## About this exercise
The following data is to be repeated exactly, its pictures excluded.
━━━━━ Entries supplied
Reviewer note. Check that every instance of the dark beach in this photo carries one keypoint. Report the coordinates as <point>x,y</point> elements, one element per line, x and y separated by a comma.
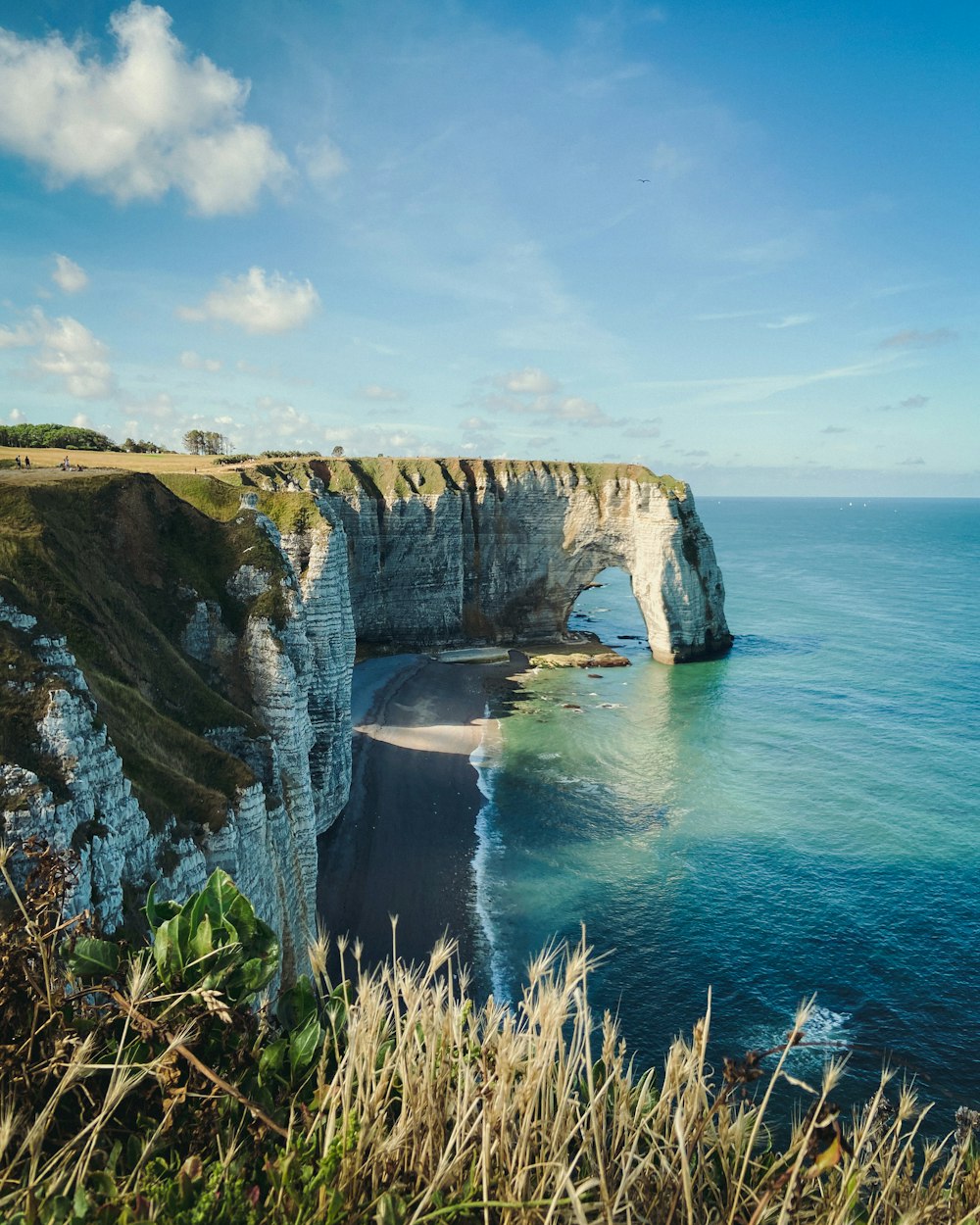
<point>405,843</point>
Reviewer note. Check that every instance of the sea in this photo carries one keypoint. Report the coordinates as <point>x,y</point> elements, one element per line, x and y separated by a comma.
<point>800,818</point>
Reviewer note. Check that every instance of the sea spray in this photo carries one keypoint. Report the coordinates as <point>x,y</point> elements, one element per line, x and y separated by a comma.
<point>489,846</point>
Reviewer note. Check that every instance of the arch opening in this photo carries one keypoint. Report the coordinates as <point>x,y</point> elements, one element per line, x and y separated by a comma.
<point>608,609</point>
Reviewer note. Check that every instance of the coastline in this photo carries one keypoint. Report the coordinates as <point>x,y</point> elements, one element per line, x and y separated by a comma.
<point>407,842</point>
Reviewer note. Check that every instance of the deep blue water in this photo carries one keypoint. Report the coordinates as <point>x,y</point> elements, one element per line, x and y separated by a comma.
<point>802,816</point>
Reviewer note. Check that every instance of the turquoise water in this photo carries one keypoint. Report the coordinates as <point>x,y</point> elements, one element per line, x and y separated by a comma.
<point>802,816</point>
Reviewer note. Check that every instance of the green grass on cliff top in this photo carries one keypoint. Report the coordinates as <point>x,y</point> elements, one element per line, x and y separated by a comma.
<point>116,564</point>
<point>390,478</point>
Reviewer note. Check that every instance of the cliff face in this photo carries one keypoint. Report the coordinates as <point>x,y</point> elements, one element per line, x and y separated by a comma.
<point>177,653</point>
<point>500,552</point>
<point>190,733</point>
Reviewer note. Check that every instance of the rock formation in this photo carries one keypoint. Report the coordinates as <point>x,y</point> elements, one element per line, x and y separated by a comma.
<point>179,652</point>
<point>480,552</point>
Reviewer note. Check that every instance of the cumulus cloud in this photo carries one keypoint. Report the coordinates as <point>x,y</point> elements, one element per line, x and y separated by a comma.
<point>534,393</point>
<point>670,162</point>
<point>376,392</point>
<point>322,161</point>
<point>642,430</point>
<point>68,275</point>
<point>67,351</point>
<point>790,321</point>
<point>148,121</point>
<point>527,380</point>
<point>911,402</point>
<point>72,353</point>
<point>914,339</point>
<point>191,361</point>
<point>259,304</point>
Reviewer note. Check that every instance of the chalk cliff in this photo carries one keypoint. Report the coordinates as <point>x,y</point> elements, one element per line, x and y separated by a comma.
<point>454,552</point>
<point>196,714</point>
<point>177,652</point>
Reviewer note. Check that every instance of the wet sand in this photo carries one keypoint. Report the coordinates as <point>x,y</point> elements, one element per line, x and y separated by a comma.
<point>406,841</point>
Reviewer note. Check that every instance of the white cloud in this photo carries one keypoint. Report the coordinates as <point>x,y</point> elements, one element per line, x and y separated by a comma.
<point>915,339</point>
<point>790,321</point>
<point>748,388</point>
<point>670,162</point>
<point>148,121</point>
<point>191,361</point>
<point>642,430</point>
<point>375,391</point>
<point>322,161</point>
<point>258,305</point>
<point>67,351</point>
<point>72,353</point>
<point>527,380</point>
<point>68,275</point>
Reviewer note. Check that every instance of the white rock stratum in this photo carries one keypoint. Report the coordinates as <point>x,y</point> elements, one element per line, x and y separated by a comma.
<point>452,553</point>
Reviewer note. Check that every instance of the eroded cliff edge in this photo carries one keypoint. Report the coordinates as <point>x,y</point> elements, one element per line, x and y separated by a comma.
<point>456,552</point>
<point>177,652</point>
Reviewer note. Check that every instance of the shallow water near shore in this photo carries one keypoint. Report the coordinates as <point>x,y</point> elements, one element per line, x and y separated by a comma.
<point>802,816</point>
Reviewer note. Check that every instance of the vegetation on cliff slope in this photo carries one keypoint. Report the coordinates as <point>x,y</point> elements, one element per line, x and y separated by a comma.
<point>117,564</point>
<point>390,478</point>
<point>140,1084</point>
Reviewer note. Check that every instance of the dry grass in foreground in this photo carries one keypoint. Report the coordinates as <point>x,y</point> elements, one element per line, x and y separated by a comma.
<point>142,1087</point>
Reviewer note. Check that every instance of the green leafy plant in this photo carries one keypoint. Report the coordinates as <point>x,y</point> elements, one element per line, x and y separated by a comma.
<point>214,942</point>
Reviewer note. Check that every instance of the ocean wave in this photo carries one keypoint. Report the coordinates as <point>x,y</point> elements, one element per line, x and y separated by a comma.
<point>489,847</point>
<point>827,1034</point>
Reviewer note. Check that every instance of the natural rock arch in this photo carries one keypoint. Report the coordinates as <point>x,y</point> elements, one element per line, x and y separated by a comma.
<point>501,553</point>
━━━━━━━━━━
## Response to this exercise
Reviewer note. Check that every instance of the dark beach in this photo carries one keypoint. Report the coordinates as <point>x,y</point> elements, one element per line, x and y separated by a comma.
<point>405,843</point>
Reviewer note. Check that every instance of the sea in this photo carries one keypoint. Report the coordinates as <point>x,y</point> elements, one element per line, x and y separated by a comma.
<point>800,818</point>
Reviewer note. Check that every instance of the sea spray in this photo carries one keypoint. Report the coordinates as <point>x,y</point> elements, one element per line, x and y separated by a comma.
<point>489,846</point>
Reviewer note. Check that every instance of the arch opening in this photo carries one keypoint. Report the coordinates as <point>x,y</point> elements, one element per line, x and y separated by a comma.
<point>608,609</point>
Reviewer note. Check that every instance of the coastline in this photo carries one keypoint. Report the coordinates as <point>x,y</point> elements, one element per line, x and y separated by a comma.
<point>407,842</point>
Reviewer note. Check that every instance of the deep blue water in this photo carries one keypoint. Report the coordinates as <point>x,y</point> elements, one element per line, x and y separated by a comma.
<point>802,816</point>
Reviewer note. Check that every instance of the turquoise water in this photo carries one keypoint. Report the coordinates as <point>x,y</point> elements, one element per line, x and y separated by a comma.
<point>802,816</point>
Reviewer note. Check that every instance of the green grass on cliff top in this photo carries one keypoint. Report the coordinates as <point>x,y</point> elements, one element per line, x and y separated by a comma.
<point>116,564</point>
<point>390,478</point>
Reviewer note. Check that every instance of the cliff face in this photo carries one keypoint. Report the coordinates as <point>x,y</point> elements, one element per line, x and y separated by a comma.
<point>177,653</point>
<point>500,552</point>
<point>190,733</point>
Reviewer note. Check that every instance of the rock formation in this photo carries one keypoint. Report the coordinates as <point>x,y</point> elements, one element per line, x and y separated by a comma.
<point>179,652</point>
<point>480,552</point>
Reviewer note. Check that every instance of the cumulus cloud in this photo carries one keypoint. Report the coordinates as <point>x,y</point> elements, one element per line, x and y separated by a comma.
<point>534,393</point>
<point>670,162</point>
<point>376,392</point>
<point>322,161</point>
<point>642,430</point>
<point>68,275</point>
<point>67,351</point>
<point>790,321</point>
<point>148,121</point>
<point>527,380</point>
<point>911,402</point>
<point>72,353</point>
<point>914,339</point>
<point>191,361</point>
<point>259,304</point>
Reviewer note. Check that every instance of the chalk cliff in this photo carries one keypoint. Report the coordinates as <point>x,y</point> elements, one element per line, x and y separated by a comma.
<point>454,552</point>
<point>196,714</point>
<point>177,652</point>
Reviewer note. Check that every instance of the wet sand in this photo carries one keypoint. Report the coordinates as <point>x,y</point> elements, one element per line, x and y separated by a comma.
<point>406,841</point>
Reviewer note. Check that every instance of the white cloud in this photo carries one keypoint. Report the coordinates as <point>x,y</point> elements, one element per line, x and y separated by a comma.
<point>915,339</point>
<point>790,321</point>
<point>748,388</point>
<point>670,162</point>
<point>148,121</point>
<point>191,361</point>
<point>642,430</point>
<point>375,391</point>
<point>322,161</point>
<point>258,305</point>
<point>67,351</point>
<point>72,353</point>
<point>527,380</point>
<point>68,275</point>
Reviewer note. Check that every instance of the white rock stratum in this photo carries one keypoint. Report the coordinates as <point>x,y</point> elements, one element per line, x and y separated by a comma.
<point>452,553</point>
Reviewer note. Check that every instance of the eroded cliff edge in this photo carries one keypoint. Report the coordinates as <point>x,y</point> elements, one element per line, x and y separated by a comma.
<point>456,552</point>
<point>177,652</point>
Reviewer note. Check that every instance of the shallow water near shore in this photo carries one keypoint. Report the coordinates as <point>x,y</point> elements, one element per line, x and y separated by a comma.
<point>802,816</point>
Reviewer note. Check that every instance of the vegetation on cliff slope in this photo carries one keypoint. Report the coordinates as <point>x,y</point> elements, one element per line, x and y separated by a comma.
<point>117,564</point>
<point>390,478</point>
<point>140,1084</point>
Reviewer note. Check that every instance of the dry grass in foreground in this photo carries one keypoint. Report the coordinates as <point>x,y</point> elements, one element per line, x and y separated by a comma.
<point>142,1087</point>
Reviewer note. Check that every instance of the green leafy plant in this photo carries one keypoint. Report the coordinates as <point>x,y</point> elements, one element per line, x and y separated by a comma.
<point>214,942</point>
Reviewer note. Check that every instance of the ocean wave in this photo carries one keypoint. Report the coordinates as <point>x,y</point> elements, one element per line, x and y separated by a comma.
<point>489,847</point>
<point>827,1034</point>
Reviewer note. Check that every instance of the natural rock arch in this photo carries one keypoint. Report the coordinates as <point>x,y</point> elements, one element per line, x and y separated by a comma.
<point>501,553</point>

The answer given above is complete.